Fragment tekstu:
★ ★ ★

Dlaczego Polska polegnie na EURO 2012
Wiecie, co myślę? Po swoich żałosnych występach polska reprezentacja piłkarska przyniesie wstyd i hańbę wszystkim w kraju. A Irlandia? Irlandia wygra w cuglach. Śmiała przepowiednia, ale gotów jestem założyć się o portfel pełen gotówki, że Polska przegra wszystkie trzy mecze w swojej grupie a Irlandia wygra z Niemcami dzięki samobójczej bramce Łukasza Podolskiego.

★ ★ ★

Podane dane:
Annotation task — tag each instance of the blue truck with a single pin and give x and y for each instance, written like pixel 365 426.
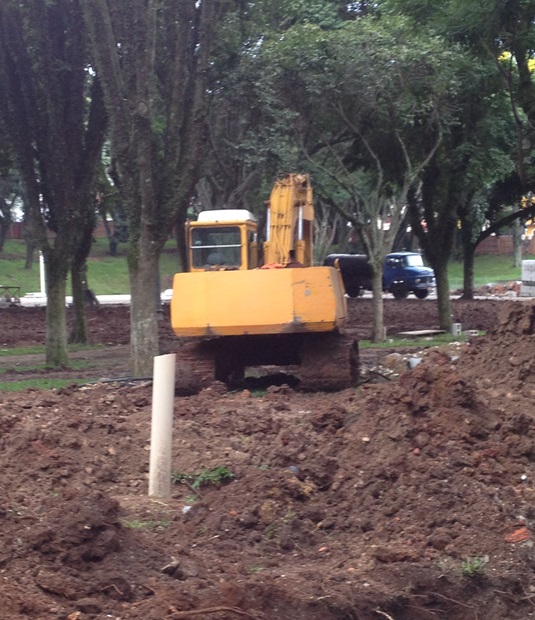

★ ★ ★

Zadania:
1/ Przepisz fragment tekstu od słów „Dlaczego Polska polegnie” aż do słów „bramce Łukasza Podolskiego.” włącznie i wstaw wszędzie „Szwecja” w miejsce „Irlandia”.
2/ Dzięki czyjej samobójczej bramce Irlandia ma według fragmentu tekstu wygrać z Niemcami?

Odpowiedzi do zadań:
1/
Dlaczego Polska polegnie na EURO 2012
Wiecie, co myślę? Po swoich żałosnych występach polska reprezentacja piłkarska przyniesie wstyd i hańbę wszystkim w kraju. A Szwecja? Szwecja wygra w cuglach. Śmiała przepowiednia, ale gotów jestem założyć się o portfel pełen gotówki, że Polska przegra wszystkie trzy mecze w swojej grupie a Szwecja wygra z Niemcami dzięki samobójczej bramce Łukasza Podolskiego.

2/ Dzięki samobójczej bramce Łukasza Podolskiego.